__Tasks to perform__:
1. In the introduction on learning robot arm kinematics, up to how many articulated degrees of freedom can the presented approach handle?
2. Output the passage of the introduction on learning robot arm kinematics from "1 Introduction" to "the planning task.", word for word.

__Text segment__:

Keywords

1 Introduction

Moving robotic arms requires typically forward as well as inverse kinematic control and planning. Planning trajectories of robotic arms in high dimensional configuration space is nontrivial. This planning process gets even more difficult under the objective to obtain feasible, smooth and collision free trajectories or if one includes orientation constraints, for example moving a cup of coffee without spilling. Consequently, in some cases planners fail to find a solution for given problem. State-of-the-art algorithms like Rapid Exploring Random Trees [5] or the Covariant Hamiltonian Optimization Motion Planner [12] need several hundred milliseconds to several seconds to plan trajectories, depending on the complexity of the planning task.

In this research we investigate Recurrent Neural Networks (RNNs), particularly Dynamic Cortex Memorys (DCMs) [7, 8], for computing inverse kinematics of robot arms, particularly with many joints. More concretely, we learned to estimate poses for given arm configurations with RNNs, which match the sequential nature of computing kinematic forward-chains. Back-Propagation Through Time (BPTT) is used to to generate the inverse mapping. We show that the presented approach can handle arms even with up to 120 articulated degrees of freedom (DoF) and that it also works on real robot arms. Handling robot arms with many DoF have studied, e.g., by Rolf et al. in [9] in which the inverse kinematics of a bionic elephant trunk was learned, making use of known (explored) mappings from target space to configuration space.

__Listed entries__:
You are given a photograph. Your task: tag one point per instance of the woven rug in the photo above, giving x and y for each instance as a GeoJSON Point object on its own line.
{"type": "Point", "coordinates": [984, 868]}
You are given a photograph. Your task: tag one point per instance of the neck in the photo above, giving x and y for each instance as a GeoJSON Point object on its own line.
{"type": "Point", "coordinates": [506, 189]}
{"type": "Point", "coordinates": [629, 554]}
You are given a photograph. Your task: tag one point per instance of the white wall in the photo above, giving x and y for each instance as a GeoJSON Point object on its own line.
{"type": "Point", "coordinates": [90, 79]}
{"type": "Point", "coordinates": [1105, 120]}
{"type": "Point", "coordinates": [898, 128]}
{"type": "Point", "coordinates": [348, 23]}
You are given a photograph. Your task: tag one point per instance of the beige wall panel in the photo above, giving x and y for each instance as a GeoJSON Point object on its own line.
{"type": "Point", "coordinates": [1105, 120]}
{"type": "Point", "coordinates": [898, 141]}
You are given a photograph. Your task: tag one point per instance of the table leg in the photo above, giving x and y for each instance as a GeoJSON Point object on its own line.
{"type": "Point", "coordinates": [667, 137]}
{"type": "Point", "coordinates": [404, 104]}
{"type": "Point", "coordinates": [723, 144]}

__Worked solutions__:
1. Up to 120 articulated degrees of freedom.

2.
1 Introduction

Moving robotic arms requires typically forward as well as inverse kinematic control and planning. Planning trajectories of robotic arms in high dimensional configuration space is nontrivial. This planning process gets even more difficult under the objective to obtain feasible, smooth and collision free trajectories or if one includes orientation constraints, for example moving a cup of coffee without spilling. Consequently, in some cases planners fail to find a solution for given problem. State-of-the-art algorithms like Rapid Exploring Random Trees [5] or the Covariant Hamiltonian Optimization Motion Planner [12] need several hundred milliseconds to several seconds to plan trajectories, depending on the complexity of the planning task.